§ **SHORT PROBLEM**
Find every line in the rows below that contains the word "bowl", and copy each of those lines.

§ **STORED RECORDS**
⁂

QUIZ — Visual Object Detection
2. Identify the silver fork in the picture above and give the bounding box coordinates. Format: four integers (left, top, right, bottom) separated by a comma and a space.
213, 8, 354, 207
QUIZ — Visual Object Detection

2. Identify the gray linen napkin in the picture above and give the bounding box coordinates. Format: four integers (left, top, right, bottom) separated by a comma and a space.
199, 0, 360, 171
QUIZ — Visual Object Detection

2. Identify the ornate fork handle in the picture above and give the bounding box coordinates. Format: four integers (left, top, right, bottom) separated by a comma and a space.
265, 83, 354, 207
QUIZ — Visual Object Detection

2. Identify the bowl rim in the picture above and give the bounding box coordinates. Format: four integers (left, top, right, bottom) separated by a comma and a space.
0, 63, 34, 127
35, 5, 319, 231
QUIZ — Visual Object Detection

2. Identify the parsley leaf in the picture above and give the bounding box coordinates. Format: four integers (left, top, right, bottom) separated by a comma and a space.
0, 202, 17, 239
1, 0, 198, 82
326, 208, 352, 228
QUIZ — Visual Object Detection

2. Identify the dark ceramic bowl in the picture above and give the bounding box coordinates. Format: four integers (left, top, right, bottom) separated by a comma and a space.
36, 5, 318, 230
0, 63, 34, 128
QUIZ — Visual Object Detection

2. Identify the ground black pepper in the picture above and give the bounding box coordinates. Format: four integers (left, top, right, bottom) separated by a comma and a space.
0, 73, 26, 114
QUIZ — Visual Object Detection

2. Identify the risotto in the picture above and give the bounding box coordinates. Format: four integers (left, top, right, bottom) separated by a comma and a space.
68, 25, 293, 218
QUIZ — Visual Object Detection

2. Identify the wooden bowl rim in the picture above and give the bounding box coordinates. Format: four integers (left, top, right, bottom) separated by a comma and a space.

⁂

§ **COMPLETED EXERCISE**
2. Identify the bowl rim in the picture above and give the bounding box coordinates. Format: four integers (left, top, right, bottom) separated by a comma and a space.
2. Identify the dark ceramic bowl in the picture above and give the bounding box coordinates. Format: four integers (left, top, right, bottom) separated by a comma and a space.
2. Identify the wooden bowl rim in the picture above and give the bounding box coordinates. Format: four integers (left, top, right, bottom) separated by a comma and a space.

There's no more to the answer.